▶ **Task item**: Please reproduce the entries that follow without a single difference.

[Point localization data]
________________________________________
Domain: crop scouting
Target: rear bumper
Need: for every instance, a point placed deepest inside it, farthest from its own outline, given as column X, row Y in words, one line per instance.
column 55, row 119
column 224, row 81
________________________________________
▶ **Answer space**:
Domain: crop scouting
Target: rear bumper
Need: for every instance, a point placed deepest inside it, farthest from its own outline, given as column X, row Y in words, one line per instance.
column 55, row 119
column 224, row 81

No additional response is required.